AIM OF THE TASK: From first line to last, write out the data precisely as shown.

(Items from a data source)
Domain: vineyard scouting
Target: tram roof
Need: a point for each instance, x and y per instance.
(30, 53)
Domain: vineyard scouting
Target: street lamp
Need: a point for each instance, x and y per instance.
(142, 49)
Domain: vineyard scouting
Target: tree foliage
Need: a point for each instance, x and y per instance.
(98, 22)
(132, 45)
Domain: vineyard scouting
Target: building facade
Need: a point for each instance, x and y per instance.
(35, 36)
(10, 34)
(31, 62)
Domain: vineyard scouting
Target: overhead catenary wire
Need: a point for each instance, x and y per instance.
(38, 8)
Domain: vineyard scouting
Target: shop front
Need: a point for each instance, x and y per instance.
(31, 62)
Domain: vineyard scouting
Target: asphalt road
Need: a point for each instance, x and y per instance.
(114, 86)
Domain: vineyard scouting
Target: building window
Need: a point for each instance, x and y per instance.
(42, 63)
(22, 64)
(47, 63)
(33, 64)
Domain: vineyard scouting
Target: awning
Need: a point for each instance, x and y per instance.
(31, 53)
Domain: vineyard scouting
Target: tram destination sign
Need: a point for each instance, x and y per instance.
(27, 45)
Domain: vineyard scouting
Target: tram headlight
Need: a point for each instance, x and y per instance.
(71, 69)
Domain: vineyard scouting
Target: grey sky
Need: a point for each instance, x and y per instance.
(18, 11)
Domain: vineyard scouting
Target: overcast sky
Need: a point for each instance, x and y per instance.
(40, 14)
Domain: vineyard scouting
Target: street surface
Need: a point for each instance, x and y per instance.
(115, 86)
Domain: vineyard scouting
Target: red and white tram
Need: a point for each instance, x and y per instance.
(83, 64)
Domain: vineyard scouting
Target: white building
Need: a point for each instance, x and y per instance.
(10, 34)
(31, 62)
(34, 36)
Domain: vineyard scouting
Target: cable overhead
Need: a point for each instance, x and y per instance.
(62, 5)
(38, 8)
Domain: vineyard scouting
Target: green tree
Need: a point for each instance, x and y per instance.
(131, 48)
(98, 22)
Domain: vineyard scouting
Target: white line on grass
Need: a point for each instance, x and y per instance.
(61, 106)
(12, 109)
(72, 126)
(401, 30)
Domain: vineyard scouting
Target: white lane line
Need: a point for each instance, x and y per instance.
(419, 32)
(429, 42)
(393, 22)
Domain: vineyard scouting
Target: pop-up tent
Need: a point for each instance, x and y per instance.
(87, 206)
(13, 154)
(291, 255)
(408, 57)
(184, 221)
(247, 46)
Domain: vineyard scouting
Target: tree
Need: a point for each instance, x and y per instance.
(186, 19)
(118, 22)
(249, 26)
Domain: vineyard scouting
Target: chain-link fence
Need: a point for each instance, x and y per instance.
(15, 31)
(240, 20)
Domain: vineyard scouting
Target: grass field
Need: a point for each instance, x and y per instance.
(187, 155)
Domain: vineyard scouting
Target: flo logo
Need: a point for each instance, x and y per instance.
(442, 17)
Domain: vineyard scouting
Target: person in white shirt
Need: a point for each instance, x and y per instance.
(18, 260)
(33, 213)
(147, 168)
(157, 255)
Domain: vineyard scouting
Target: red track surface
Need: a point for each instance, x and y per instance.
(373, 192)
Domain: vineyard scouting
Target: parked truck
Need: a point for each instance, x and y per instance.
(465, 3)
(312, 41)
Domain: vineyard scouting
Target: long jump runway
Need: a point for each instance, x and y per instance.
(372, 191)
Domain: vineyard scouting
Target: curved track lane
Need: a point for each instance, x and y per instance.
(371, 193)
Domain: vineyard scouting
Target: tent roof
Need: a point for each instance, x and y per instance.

OUTPUT OF THE EXERCISE:
Domain: vineyard scouting
Target: tram roof
Need: a point for each instance, x and y per instance.
(30, 53)
Domain: vineyard scouting
Target: street lamp
Need: a point for each instance, x and y per instance.
(142, 49)
Domain: vineyard scouting
Target: tree foliage
Need: a point for each instance, x and y per instance.
(98, 22)
(132, 45)
Domain: vineyard scouting
Target: building facade
Need: a point for each instance, x and y per instance.
(35, 36)
(10, 34)
(31, 62)
Domain: vineyard scouting
Target: overhead catenary wire
Need: a point for each instance, x and y per instance.
(38, 8)
Domain: vineyard scouting
Target: shop front
Need: a point for each instance, x and y per instance.
(31, 62)
Domain: vineyard scouting
Target: asphalt road
Need: a point for each instance, x and y per instance.
(114, 86)
Domain: vineyard scouting
Target: building window
Need: a point for each instance, x and y per instance.
(42, 63)
(22, 64)
(47, 63)
(33, 64)
Domain: vineyard scouting
Target: awning
Need: a point for each instance, x and y per instance.
(31, 53)
Domain: vineyard scouting
Target: tram destination sign
Need: a point for each instance, x and y per instance.
(27, 45)
Domain: vineyard scouting
Target: tram headlight
Need: a point for each instance, x and y per instance.
(71, 69)
Domain: vineyard scouting
Target: grey sky
Need: a point for each instance, x and y per instance.
(18, 11)
Domain: vineyard scouting
Target: overcast sky
Need: a point for each instance, x and y per instance.
(40, 14)
Domain: vineyard scouting
Target: street surface
Need: a point for each instance, x and y per instance.
(115, 86)
Domain: vineyard scouting
Target: red and white tram
Need: a point for each instance, x and y per instance.
(83, 64)
Domain: vineyard scouting
Target: white building
Need: a point for each instance, x and y per instance.
(10, 34)
(31, 62)
(34, 36)
Domain: vineyard scouting
Target: cable overhead
Need: a point for each instance, x and y per instance.
(62, 5)
(38, 8)
Domain: vineyard scouting
Target: green tree
Need: a point for each instance, x and y per instance.
(131, 48)
(98, 22)
Domain: vineyard scouting
Target: white line on grass
Need: a point for each instance, x and y per instance.
(61, 106)
(12, 109)
(72, 126)
(401, 30)
Domain: vineyard scouting
Target: white lane line
Need: a point for each instance, x and y per instance.
(419, 32)
(429, 42)
(393, 22)
Domain: vineyard scouting
Target: pop-up tent
Need: a point for each instance, x and y per instance.
(87, 206)
(13, 154)
(291, 255)
(408, 57)
(184, 221)
(247, 46)
Domain: vineyard scouting
Target: tree
Need: a point for each instance, x and y per instance.
(186, 19)
(118, 22)
(249, 26)
Domain: vineyard scouting
Target: chain-link fence
Need: a point for each instance, x and y per instance.
(15, 31)
(240, 20)
Domain: vineyard scouting
Target: grass field
Need: a point for each instance, x and y per instance.
(187, 155)
Domain: vineyard scouting
Target: flo logo
Need: a point for each instance, x and y per instance.
(442, 17)
Domain: vineyard scouting
Target: person in white shirt
Need: a point for each instance, x and y per instance.
(18, 260)
(33, 213)
(147, 168)
(157, 255)
Domain: vineyard scouting
Target: red track surface
Need: a point for each instance, x and y per instance.
(373, 192)
Domain: vineyard scouting
Target: parked truck
Need: a point for each instance, x and y per instance.
(465, 3)
(312, 41)
Domain: vineyard scouting
Target: long jump runway
Need: a point for each instance, x and y per instance.
(372, 191)
Domain: vineyard scouting
Target: curved track lane
Need: a point for each instance, x and y per instance.
(371, 193)
Domain: vineyard scouting
Target: tent roof
Need: a point for each instance, x and y per instance.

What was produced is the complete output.